## BEGIN Material for this exercise
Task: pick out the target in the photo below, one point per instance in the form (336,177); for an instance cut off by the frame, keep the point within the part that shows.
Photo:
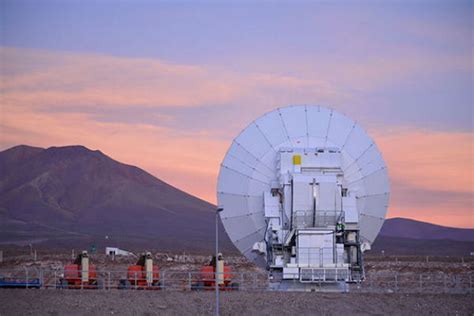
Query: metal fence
(178,280)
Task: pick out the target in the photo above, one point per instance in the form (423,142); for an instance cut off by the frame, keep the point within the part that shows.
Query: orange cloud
(431,172)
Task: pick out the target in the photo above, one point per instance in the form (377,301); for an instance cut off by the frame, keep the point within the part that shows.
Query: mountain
(74,197)
(63,196)
(402,236)
(408,228)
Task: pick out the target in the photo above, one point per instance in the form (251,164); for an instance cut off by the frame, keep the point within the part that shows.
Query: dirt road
(90,302)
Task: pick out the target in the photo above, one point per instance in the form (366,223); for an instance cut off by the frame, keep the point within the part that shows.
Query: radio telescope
(305,192)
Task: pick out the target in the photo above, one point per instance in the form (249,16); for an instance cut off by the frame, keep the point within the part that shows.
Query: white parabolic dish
(250,167)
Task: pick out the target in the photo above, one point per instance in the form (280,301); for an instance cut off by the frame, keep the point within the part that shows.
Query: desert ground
(442,291)
(71,302)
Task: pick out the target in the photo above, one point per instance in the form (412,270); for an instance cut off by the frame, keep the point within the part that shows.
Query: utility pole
(217,254)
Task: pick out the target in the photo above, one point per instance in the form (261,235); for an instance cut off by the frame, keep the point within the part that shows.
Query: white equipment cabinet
(304,191)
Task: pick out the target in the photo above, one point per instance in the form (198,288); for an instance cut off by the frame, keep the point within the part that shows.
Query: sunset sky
(166,86)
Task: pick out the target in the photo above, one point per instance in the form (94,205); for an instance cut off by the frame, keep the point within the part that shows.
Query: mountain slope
(72,196)
(79,192)
(408,228)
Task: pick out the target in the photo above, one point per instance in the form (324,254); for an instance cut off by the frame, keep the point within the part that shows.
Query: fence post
(470,283)
(189,281)
(162,282)
(445,289)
## END Material for this exercise
§ **Given problem**: Copy the rows again, starting at the line that contains "the form (324,254);" and ending at the last of the rows, with "fence post" changed to "gate post" and nothing else altered.

§ **Final result**:
Task: pick out the target in the photo above, one point per instance in the form (324,254); for an instance cut off by the frame, keep the point within the part that shows.
Query: gate post
(470,283)
(189,281)
(162,282)
(445,289)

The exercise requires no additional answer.